─── STORED DATA

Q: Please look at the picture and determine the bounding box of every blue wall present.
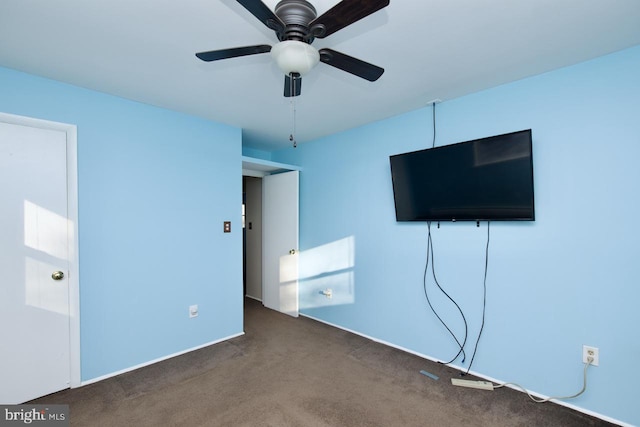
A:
[273,47,640,424]
[0,68,243,381]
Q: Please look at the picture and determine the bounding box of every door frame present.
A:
[0,112,82,388]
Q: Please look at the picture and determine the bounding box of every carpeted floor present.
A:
[30,299,612,427]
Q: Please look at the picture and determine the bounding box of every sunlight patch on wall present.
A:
[24,200,69,261]
[299,236,355,309]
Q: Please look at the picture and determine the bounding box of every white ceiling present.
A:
[0,0,640,150]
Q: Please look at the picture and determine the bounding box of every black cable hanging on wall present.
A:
[422,221,469,365]
[465,221,491,375]
[431,101,436,148]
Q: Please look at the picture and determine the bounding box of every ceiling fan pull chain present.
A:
[289,73,298,148]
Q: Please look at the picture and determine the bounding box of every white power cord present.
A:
[493,357,593,403]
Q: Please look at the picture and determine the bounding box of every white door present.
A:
[262,171,298,317]
[0,117,74,404]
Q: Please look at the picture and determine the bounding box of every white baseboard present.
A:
[77,332,244,388]
[245,294,262,302]
[300,313,634,427]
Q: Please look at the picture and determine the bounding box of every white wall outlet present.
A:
[582,345,600,366]
[320,288,333,299]
[189,304,198,318]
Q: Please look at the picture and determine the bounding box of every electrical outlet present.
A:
[582,345,600,366]
[189,304,198,318]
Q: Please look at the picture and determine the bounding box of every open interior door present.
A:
[262,171,298,317]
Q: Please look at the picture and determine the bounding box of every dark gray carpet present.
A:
[30,299,612,427]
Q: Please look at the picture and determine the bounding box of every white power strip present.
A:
[451,378,493,390]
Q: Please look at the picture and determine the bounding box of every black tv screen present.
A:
[390,129,535,221]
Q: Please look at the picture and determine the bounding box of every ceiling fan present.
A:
[196,0,389,97]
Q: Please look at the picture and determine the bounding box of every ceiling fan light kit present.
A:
[196,0,389,97]
[271,40,320,76]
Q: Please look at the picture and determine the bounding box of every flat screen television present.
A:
[389,129,535,221]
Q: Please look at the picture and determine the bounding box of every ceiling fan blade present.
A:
[196,44,271,62]
[318,49,384,82]
[237,0,284,32]
[310,0,389,39]
[284,73,302,98]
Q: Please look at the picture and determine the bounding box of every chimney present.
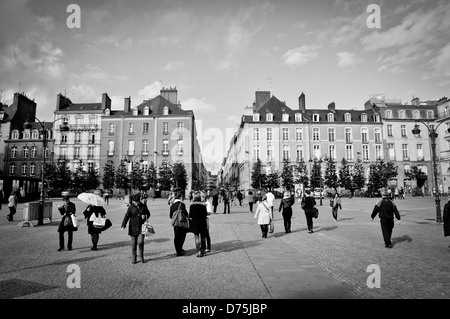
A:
[102,93,111,110]
[411,97,420,106]
[298,92,306,113]
[160,87,178,105]
[123,96,131,113]
[255,91,270,110]
[328,102,336,113]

──────

GIVEN PROBLEM: Copy out the records from the line containing "fan blade present." through the end of the records, including both ends. Omit the pictures from your copy.

RESULT:
Q: Please look at the picture and determine the bounding box of every ceiling fan blade present.
A:
[196,44,271,62]
[318,49,384,82]
[237,0,284,32]
[310,0,389,39]
[284,73,302,98]
Q: Please look at the picture and determine the bounding box of every chimney present.
A:
[102,93,111,110]
[411,97,420,106]
[298,92,306,113]
[160,87,178,105]
[123,96,131,113]
[255,91,270,110]
[328,102,336,113]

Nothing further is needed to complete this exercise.